*Material for this exercise*:
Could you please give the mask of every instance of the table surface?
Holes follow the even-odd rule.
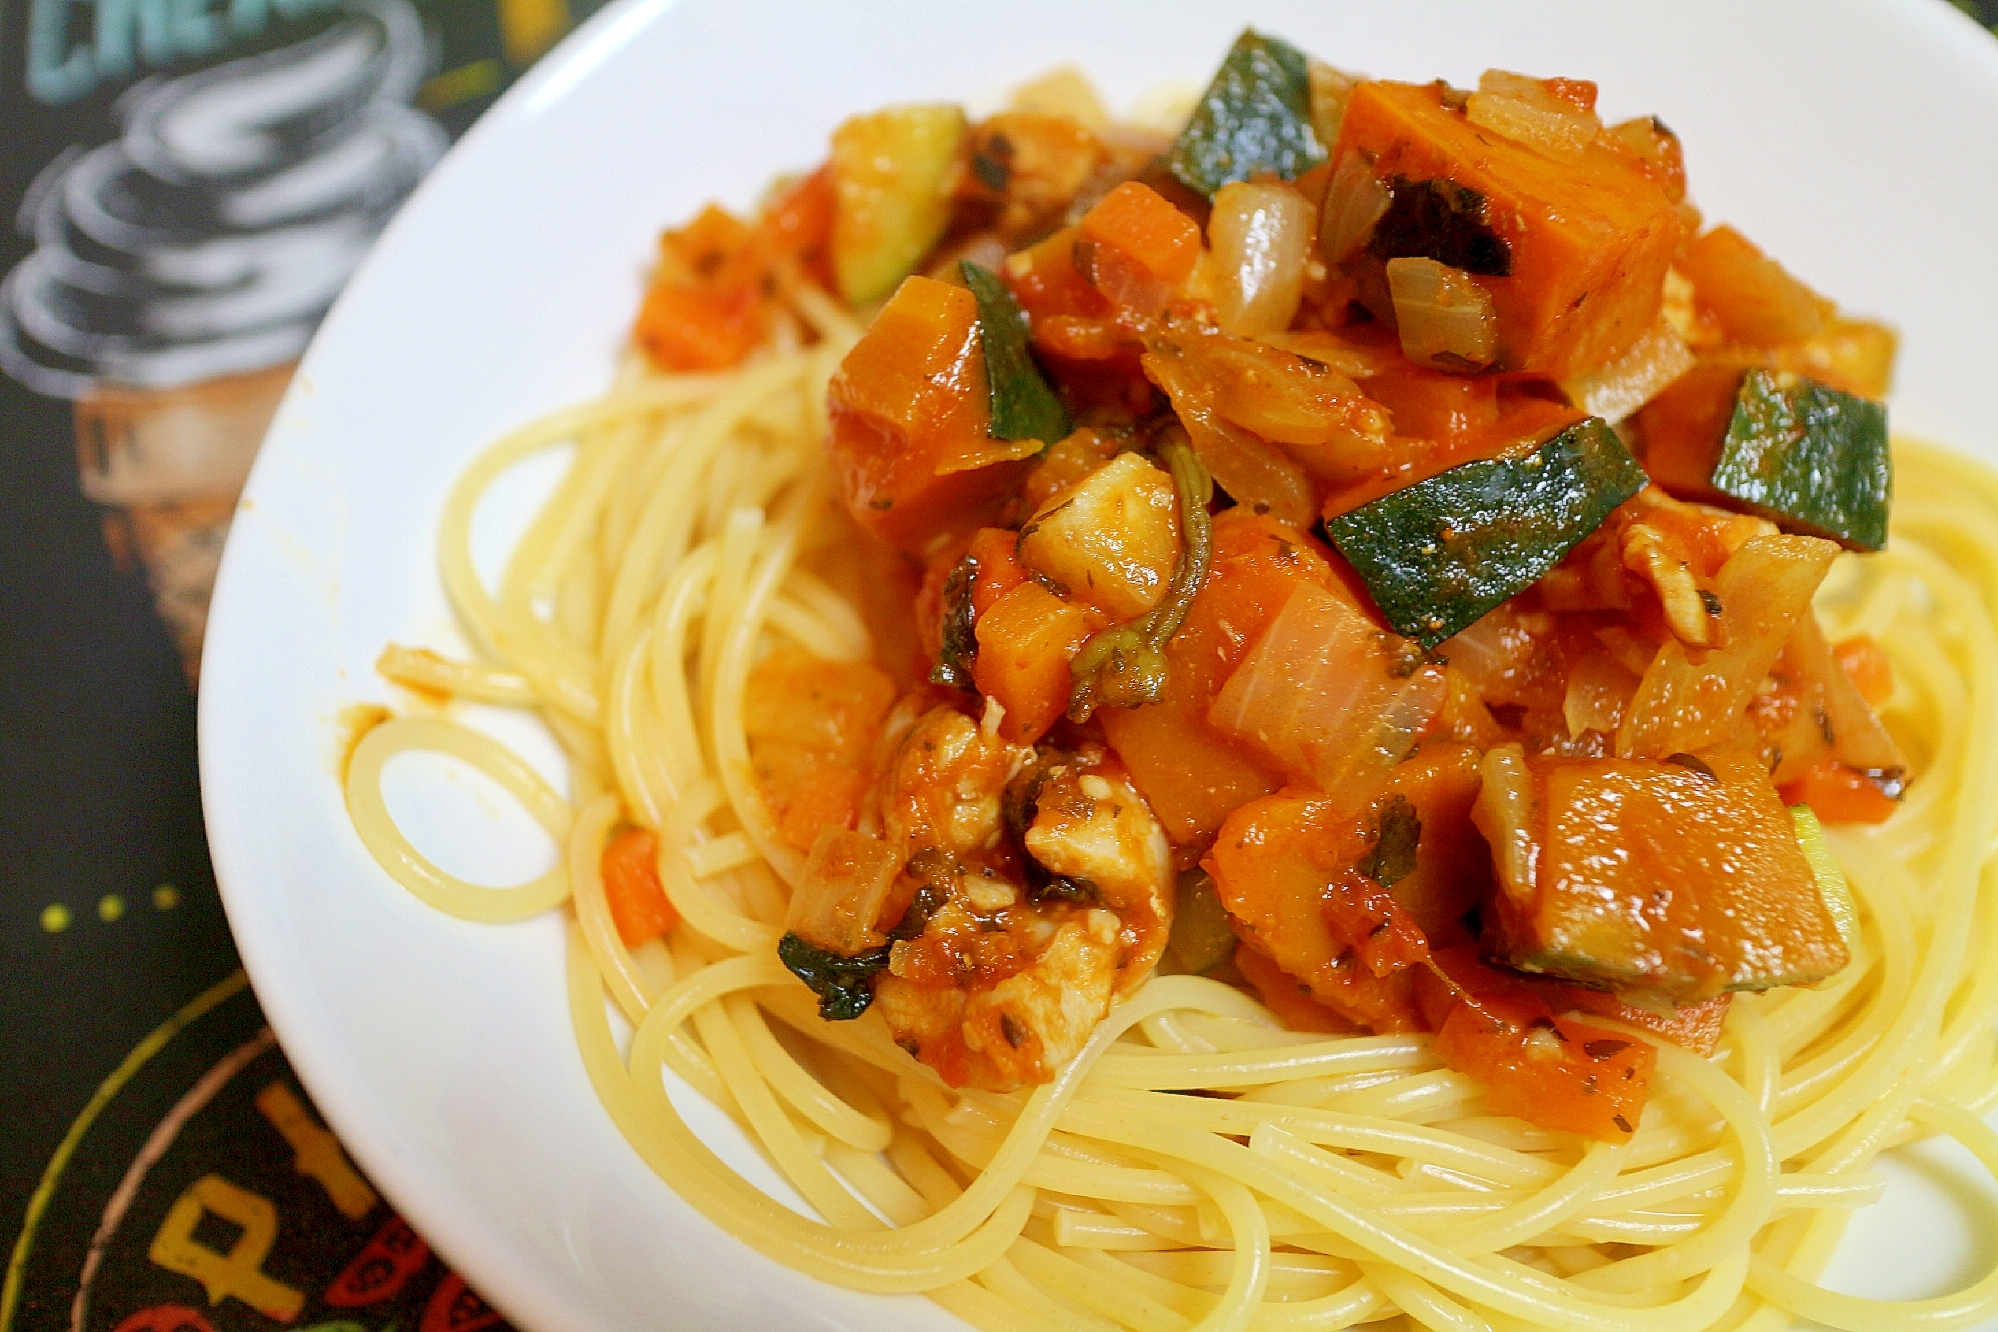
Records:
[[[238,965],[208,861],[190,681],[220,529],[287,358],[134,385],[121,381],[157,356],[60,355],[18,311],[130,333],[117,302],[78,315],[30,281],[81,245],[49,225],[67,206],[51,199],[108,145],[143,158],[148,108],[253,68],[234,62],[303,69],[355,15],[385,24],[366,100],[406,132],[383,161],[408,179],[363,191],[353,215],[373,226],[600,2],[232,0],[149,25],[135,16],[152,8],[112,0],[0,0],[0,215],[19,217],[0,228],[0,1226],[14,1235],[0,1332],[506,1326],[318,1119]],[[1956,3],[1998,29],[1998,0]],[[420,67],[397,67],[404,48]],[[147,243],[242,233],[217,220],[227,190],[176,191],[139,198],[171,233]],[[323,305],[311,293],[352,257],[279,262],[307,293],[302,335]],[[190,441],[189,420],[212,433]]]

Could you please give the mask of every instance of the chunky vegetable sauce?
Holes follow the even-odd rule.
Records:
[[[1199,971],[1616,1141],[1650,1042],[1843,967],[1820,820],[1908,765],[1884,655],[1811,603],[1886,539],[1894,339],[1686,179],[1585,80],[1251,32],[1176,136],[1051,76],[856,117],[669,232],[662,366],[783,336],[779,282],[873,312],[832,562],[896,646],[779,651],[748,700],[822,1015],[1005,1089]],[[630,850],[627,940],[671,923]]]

==

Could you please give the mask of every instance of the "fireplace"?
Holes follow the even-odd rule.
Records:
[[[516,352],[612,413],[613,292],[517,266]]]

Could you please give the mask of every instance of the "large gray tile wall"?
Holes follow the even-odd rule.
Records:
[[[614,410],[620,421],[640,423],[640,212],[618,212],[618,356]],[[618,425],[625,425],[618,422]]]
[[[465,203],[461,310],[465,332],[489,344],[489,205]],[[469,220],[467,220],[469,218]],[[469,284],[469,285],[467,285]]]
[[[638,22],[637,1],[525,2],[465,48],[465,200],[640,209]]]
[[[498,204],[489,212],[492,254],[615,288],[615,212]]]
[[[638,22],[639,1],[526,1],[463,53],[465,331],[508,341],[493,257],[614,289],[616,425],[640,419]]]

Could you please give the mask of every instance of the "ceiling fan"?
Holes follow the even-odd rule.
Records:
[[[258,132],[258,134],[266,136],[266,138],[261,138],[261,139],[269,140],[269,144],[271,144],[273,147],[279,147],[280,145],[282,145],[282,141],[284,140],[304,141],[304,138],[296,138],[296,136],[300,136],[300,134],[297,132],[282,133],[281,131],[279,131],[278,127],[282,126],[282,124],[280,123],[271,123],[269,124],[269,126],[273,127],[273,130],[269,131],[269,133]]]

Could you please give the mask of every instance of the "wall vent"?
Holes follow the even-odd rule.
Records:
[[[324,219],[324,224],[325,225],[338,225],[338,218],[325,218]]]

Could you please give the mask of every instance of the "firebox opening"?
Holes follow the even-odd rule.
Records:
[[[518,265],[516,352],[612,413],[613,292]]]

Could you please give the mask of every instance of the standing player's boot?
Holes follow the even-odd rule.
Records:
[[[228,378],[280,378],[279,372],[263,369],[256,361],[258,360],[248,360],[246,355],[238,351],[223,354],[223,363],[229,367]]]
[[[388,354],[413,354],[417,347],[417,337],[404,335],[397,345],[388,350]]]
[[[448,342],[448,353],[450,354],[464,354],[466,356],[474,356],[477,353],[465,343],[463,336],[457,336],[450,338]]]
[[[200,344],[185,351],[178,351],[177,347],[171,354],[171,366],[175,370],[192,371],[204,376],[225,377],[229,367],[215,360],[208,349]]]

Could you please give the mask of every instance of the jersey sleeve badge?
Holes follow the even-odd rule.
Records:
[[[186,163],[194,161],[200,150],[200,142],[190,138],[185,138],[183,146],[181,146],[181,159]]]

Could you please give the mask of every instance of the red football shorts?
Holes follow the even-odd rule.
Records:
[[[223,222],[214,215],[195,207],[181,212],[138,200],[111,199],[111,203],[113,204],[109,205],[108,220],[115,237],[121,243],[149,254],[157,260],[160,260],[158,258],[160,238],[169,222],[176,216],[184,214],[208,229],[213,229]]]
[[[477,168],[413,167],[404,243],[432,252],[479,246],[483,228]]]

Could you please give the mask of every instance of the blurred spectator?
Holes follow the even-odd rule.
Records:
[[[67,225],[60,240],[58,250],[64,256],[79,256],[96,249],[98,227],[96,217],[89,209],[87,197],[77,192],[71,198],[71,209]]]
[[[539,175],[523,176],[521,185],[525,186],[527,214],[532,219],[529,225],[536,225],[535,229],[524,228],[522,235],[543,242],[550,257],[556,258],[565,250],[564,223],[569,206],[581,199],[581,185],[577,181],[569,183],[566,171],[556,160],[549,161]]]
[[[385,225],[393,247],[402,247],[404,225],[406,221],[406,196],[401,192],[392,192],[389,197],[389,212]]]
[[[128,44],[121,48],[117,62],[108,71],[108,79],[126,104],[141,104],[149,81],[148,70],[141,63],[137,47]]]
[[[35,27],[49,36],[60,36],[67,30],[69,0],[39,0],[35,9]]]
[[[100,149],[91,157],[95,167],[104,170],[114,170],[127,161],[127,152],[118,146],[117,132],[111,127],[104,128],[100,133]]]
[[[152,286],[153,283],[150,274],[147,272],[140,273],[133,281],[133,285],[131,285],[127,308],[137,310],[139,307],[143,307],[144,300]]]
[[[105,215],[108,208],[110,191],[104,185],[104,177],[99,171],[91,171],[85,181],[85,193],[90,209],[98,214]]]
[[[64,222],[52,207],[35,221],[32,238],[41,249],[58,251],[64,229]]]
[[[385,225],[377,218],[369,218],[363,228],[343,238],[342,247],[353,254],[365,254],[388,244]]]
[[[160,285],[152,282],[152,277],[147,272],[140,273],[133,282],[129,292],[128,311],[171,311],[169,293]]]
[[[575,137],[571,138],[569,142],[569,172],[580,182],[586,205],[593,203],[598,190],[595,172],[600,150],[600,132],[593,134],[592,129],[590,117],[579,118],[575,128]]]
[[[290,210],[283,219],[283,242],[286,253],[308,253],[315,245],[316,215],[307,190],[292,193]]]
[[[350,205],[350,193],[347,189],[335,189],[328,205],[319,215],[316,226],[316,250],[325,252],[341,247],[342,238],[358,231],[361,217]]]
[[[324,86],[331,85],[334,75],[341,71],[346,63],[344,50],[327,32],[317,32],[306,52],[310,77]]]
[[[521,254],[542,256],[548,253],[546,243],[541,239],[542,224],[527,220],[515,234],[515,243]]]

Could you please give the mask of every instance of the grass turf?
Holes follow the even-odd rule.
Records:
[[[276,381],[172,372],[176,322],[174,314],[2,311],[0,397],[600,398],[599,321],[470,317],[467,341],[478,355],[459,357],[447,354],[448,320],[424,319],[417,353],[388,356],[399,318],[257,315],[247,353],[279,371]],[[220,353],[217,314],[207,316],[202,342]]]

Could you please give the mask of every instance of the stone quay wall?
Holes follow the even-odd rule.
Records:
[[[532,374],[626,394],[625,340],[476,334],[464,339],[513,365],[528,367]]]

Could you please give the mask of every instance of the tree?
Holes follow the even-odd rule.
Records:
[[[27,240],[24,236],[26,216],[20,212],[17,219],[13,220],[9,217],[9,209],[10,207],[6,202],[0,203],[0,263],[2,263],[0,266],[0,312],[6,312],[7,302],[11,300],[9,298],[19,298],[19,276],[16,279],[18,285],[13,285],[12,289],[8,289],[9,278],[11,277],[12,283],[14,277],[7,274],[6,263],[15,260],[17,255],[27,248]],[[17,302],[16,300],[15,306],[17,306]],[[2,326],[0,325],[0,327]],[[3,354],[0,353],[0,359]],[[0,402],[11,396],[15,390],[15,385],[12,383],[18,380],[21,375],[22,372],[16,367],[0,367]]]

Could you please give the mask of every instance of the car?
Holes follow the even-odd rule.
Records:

---

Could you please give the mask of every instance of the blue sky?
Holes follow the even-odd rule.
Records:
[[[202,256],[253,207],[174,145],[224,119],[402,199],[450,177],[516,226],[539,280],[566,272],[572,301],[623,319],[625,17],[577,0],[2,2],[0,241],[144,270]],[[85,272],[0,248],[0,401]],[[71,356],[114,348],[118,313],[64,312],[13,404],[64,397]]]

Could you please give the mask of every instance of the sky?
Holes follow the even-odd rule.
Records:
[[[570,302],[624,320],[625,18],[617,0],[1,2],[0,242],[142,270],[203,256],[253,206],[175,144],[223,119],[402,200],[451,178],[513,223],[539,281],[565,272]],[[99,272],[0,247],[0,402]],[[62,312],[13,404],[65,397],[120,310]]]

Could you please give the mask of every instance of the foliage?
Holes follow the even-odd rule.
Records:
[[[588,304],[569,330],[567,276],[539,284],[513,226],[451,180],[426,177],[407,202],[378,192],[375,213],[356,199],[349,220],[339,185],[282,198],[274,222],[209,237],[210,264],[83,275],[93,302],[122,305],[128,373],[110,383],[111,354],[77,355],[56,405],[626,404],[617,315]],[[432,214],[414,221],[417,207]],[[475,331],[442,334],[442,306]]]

*Exercise*:
Every line of the listing above that includes "wall" should be copied out.

*Answer space*:
Could you please give the mask of every instance of the "large gray tile wall"?
Could you please give the mask of every instance of the "wall vent"?
Could you please give the mask of every instance of the stone quay wall?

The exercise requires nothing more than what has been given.